Passage provided:
■ ■ ■ ■ ■
The presented study of the method for the snow reflection coefficient estimation was performed using a single frequency of 50 kHz, due to application of the piezoelectric transducer ATK50, which works in a resonant mode. The sensors based on piezoelectric transducers, take advantage of the resonance, where the signal and the noise are analyzed in a narrow frequency range. Moreover, working at resonance frequency, the transducer reaches its maximum efficiency and sensibility.

An interesting alternative to the resonant, single frequency ultrasonic sensors are devices based on broadband transducers, which can transmit and receive broadband signals. One of the first applications of the air-coupled broadband ultrasonic signals was described in the article [27], where the authors deliver information about time resolution and signal to noise ration improvements due to incorporation of broadband signals in a range of 0.2–1.4 MHz, along with pulse compression technique. Additionally, the applied technique presents some advantages for the estimation of materials properties (thickness, defects) in comparison to the tone-burst method. Going deeper into the details of the above-mentioned method, one can ask: what kind of signals are broadband?. Most broadband waves are either linear frequency sweep of sine waves or short pulses. A comparative study between these signals can be found in [28], where authors compare the quality of results of pulse compression technique for different types of signals: linear sweeps, non-linear sweeps, maximum length sequence pulses (MLS), Golay complementary sequences (GCS). Some of the applications of the broadband signals in examination of materials and biological tissue can be found in [29,30,31]. To close this part of discussion, it is worth to mention that air-coupled broadbands are common in nature [32]. The bats, which are experts in echolocation produce mainly frequency downswept chirps in order to “correlate” at the neuronal level the received echo and to compensate the Doppler effect during flight.

In our article the reflection coefficient was derived for the snow accumulated at the surface, while the snow cover is not isotropic along the vertical direction, which changes the conditions of the acoustic wave propagation. An interesting study was presented in [12,14], where the snow was analyzed as a porous material using the Biots model and micro-imaging in order to determine sound velocity and attenuation in the snow considering it a porous structure.
■ ■ ■ ■ ■
Data excerpts:
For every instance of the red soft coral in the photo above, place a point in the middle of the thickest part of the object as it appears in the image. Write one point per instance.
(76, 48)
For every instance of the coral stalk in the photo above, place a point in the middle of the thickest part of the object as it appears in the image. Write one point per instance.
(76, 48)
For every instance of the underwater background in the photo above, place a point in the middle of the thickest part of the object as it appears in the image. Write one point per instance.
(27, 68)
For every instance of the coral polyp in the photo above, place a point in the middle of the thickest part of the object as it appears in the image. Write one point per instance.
■ ■ ■ ■ ■
What is expected:
In the passage on ultrasonic sensing of snow, what kind of signals do bats mainly produce?

Solution:
Frequency downswept chirps.